=== Section Start ===

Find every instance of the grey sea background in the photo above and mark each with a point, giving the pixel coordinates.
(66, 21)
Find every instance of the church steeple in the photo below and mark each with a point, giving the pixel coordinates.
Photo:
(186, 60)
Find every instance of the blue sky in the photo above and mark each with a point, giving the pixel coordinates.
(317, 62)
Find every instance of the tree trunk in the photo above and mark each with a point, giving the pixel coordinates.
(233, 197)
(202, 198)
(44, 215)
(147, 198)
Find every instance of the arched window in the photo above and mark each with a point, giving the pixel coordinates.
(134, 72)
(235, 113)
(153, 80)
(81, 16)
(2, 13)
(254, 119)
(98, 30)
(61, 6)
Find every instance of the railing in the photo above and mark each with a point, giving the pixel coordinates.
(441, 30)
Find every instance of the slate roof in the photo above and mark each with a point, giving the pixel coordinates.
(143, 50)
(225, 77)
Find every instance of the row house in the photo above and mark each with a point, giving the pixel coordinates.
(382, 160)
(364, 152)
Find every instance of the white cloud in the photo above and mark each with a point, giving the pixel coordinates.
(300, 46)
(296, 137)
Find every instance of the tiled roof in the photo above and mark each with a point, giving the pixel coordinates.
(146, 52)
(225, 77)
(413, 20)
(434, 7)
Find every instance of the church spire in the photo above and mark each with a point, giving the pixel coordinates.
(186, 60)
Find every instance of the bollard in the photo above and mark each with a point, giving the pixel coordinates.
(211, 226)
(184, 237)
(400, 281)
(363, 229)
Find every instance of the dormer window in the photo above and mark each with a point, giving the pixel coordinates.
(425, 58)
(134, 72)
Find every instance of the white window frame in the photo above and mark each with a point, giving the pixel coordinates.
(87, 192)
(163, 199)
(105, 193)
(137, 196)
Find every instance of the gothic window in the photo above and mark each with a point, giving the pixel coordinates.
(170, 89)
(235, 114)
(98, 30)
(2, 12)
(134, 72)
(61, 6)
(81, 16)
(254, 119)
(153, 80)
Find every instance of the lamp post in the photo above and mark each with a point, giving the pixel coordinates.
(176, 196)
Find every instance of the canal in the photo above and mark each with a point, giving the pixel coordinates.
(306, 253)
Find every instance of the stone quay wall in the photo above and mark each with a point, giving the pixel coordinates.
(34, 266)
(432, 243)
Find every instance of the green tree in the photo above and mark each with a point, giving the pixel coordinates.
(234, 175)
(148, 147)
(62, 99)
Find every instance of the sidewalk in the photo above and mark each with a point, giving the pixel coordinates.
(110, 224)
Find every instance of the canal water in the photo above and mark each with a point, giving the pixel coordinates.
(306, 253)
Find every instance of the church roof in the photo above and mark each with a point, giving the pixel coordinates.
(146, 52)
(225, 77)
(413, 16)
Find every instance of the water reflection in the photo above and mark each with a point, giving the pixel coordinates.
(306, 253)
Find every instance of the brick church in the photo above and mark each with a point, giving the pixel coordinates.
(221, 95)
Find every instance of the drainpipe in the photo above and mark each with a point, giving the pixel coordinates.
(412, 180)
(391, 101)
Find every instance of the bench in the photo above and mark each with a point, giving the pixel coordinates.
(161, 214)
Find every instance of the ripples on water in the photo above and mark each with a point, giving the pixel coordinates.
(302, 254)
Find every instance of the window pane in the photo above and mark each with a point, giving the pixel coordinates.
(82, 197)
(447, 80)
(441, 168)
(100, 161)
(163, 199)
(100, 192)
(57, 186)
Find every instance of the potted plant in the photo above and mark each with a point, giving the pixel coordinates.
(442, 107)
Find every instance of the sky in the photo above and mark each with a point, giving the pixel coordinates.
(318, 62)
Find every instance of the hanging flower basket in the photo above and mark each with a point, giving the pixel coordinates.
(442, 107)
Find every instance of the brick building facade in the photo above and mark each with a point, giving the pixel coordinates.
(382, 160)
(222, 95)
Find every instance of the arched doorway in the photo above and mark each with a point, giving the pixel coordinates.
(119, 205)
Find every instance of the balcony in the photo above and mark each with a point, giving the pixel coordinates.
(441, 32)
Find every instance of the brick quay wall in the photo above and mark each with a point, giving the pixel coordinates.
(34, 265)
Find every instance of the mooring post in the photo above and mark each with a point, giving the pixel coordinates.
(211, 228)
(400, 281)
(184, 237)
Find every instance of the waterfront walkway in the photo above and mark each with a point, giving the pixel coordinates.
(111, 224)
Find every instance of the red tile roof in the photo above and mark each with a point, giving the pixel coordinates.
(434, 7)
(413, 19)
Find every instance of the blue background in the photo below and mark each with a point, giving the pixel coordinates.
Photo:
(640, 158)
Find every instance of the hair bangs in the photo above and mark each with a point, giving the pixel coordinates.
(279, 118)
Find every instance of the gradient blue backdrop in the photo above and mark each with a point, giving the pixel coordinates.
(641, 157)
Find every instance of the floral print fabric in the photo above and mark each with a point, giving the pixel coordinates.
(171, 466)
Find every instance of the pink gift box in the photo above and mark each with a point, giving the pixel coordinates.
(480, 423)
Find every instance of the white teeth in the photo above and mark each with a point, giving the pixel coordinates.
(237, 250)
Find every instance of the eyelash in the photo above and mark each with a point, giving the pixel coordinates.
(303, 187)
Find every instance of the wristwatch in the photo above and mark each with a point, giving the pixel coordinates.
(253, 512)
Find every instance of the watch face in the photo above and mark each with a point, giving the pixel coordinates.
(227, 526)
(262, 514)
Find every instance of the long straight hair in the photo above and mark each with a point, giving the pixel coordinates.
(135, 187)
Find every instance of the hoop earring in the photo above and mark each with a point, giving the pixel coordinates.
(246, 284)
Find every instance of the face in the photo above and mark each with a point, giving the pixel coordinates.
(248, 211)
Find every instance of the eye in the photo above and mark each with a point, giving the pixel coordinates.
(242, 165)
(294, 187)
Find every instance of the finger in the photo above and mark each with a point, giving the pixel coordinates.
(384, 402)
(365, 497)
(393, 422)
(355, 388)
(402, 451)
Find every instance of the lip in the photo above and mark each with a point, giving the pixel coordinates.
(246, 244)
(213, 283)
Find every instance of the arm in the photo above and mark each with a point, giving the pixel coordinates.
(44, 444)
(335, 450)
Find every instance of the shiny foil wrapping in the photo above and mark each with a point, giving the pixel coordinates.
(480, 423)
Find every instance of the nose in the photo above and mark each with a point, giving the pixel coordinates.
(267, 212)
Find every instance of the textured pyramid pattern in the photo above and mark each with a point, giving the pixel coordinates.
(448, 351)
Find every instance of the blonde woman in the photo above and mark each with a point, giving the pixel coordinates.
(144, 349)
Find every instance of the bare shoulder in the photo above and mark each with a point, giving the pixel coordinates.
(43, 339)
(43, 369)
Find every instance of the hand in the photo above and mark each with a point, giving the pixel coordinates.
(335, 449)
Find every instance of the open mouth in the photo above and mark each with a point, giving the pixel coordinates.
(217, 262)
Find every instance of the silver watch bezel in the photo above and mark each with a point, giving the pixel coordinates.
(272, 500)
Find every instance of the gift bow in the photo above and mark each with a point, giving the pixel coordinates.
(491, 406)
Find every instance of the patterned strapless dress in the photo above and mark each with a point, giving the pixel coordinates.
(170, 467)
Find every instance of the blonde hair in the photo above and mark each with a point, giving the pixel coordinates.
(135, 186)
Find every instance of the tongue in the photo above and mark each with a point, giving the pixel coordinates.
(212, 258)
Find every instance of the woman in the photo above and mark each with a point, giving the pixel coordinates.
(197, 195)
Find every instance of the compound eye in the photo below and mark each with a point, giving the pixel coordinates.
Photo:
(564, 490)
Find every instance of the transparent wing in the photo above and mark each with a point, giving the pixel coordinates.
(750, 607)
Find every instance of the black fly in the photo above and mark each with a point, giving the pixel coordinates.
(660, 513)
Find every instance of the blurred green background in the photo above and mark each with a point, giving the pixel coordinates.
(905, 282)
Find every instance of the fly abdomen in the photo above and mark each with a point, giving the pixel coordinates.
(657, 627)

=== Section End ===

▶ **Exercise brief**: The answer must be the line containing "Find every instance of the transparent" and every line after it to the end of the records, repeated exactly.

▶ **Response area**:
Find every instance of the transparent wing in the photo above and mark each with a point, giving the pixel coordinates.
(750, 607)
Find every instance of the black fly in the photo above and mark each with a point, giving the pixel coordinates.
(660, 513)
Find every instance of the blurred green background in the photo above and mark each with a point, giving the pixel coordinates.
(905, 282)
Find every instance of the fly abdomen in the photo above and mark each with a point, giving the pixel coordinates.
(657, 627)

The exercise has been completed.